----- Document extract

The art of data presentation is an essential skill for conservationists and ecologists. A well-designed plot draws attention to the relationship, trend or other information being presented rather than to peripheral information. A poorly designed plot confuses, and obfuscates the purpose.
In this chapter we demonstrate how failure to structure your graphics results in obfuscation of a plot’s purpose, introduce the plotting software Veusz and ggplot2, and provide case studies of plot design, including a video tutorial using Veusz.
Figure 62: In Shaanxi Province, China, the numbers of (a) newly licensed Chinese giant salamander farms and (b) salamander hatchlings produced during 2004–2012. This is a modified version of Figure 2 from Cunningham et al. (2016).
There is more than one way to draft a plot. This variation (Figure 62) on Figure 2 from Cunningham et al. (2016) illustrates the effects of a range of questionable design decisions—all of which can be commonly seen in the scientific literature—and how they obfuscate the plot’s purpose. These decisions compromise several of our principles for good design.
Different symbol and line types for the two variables This obfuscates the plot’s purpose and compromises simplicity by introducing unnecessary complexity (use of separate figure parts identifies the two variables, and therefore different symbols and line types are unwarranted).

----------
----- Entries shown

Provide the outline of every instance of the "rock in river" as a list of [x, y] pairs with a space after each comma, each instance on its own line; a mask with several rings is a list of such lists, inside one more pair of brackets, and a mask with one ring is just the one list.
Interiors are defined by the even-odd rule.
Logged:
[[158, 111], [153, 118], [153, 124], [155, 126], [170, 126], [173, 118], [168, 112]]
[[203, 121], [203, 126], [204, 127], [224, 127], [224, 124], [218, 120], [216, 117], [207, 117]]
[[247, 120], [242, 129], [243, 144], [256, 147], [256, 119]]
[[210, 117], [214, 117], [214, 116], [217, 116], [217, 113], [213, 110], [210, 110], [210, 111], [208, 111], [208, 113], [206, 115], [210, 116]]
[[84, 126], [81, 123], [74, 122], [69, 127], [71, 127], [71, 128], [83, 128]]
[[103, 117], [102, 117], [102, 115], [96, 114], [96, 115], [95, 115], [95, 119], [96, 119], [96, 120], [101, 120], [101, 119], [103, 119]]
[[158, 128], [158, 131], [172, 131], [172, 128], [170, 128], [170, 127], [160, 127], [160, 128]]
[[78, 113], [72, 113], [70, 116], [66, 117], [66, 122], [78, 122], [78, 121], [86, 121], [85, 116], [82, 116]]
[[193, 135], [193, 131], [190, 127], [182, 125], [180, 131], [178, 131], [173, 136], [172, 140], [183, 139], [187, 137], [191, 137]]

----------

Tasks to perform
a: Answer these questions from the plot-design text.
(i) Which two pieces of plotting software does the chapter introduce?
(ii) What span of years does Figure 62 cover?
(iii) According to the text, what does the use of separate figure parts identify?
b: From the plot-design text, set down word for word the part starting with "There is more" and going on through "types are unwarranted).".

Results of the tasks
a:
(i) Veusz and ggplot2
(ii) 2004–2012
(iii) The two variables

b:
There is more than one way to draft a plot. This variation (Figure 62) on Figure 2 from Cunningham et al. (2016) illustrates the effects of a range of questionable design decisions—all of which can be commonly seen in the scientific literature—and how they obfuscate the plot’s purpose. These decisions compromise several of our principles for good design.
Different symbol and line types for the two variables This obfuscates the plot’s purpose and compromises simplicity by introducing unnecessary complexity (use of separate figure parts identifies the two variables, and therefore different symbols and line types are unwarranted).